ACTIVITY: The answer must be every line of the records below that contains the word "metal", copied out.

DATA IN THIS EXERCISE:

________________________

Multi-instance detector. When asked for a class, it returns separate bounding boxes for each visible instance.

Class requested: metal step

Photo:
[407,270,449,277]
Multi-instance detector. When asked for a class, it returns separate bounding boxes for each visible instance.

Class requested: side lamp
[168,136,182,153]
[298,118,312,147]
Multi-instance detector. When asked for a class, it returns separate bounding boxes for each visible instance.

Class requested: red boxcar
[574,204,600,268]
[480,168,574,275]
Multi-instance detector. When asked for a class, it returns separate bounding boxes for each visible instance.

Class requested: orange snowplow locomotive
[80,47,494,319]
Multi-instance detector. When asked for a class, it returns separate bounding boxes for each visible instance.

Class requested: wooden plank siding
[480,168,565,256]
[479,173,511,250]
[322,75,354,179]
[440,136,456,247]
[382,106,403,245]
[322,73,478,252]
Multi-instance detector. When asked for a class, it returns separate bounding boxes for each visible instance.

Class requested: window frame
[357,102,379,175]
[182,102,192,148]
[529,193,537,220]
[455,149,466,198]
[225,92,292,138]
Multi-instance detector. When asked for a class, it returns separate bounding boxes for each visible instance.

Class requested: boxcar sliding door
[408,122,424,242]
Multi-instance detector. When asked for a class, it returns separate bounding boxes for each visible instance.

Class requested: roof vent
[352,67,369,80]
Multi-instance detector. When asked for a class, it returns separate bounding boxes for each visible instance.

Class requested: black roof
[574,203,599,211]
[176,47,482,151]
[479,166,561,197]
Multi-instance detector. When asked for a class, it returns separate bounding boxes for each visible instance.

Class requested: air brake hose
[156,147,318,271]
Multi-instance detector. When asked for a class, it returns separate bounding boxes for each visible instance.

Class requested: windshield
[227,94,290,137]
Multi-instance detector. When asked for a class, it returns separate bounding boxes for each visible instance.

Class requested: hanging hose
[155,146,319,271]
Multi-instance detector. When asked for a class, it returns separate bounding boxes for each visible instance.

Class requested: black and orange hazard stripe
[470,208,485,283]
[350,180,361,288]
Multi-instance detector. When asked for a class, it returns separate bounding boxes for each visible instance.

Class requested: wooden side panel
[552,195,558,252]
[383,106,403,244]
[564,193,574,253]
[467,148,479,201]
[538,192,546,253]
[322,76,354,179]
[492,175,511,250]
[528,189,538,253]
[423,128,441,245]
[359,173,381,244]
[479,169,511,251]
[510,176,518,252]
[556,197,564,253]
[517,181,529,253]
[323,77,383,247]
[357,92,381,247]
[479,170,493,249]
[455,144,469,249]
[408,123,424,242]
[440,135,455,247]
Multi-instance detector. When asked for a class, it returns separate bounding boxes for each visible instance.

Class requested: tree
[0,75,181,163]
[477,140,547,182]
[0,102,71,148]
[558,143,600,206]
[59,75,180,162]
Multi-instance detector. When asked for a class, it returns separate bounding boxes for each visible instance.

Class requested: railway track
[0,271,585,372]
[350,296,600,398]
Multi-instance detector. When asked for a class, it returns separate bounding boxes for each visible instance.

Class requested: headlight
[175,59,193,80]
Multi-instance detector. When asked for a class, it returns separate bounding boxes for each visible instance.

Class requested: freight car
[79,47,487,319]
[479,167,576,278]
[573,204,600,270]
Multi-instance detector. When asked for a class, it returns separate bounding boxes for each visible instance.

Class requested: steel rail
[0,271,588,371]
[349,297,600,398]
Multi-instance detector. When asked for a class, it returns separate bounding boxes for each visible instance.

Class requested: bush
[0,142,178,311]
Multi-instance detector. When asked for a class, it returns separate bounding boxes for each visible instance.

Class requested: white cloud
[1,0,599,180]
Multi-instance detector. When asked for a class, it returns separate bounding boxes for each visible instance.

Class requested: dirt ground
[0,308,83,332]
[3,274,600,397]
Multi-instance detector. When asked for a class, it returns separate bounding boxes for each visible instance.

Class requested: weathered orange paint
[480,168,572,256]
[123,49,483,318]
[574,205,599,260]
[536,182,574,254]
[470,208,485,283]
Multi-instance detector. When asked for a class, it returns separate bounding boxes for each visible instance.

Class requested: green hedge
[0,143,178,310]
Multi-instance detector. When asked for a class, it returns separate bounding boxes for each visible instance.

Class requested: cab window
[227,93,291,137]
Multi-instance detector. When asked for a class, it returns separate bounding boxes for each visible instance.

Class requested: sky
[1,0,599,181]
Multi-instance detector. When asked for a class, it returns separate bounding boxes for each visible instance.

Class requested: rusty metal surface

________________________

SOLVED PROBLEM:
Class requested: metal step
Class requested: rusty metal surface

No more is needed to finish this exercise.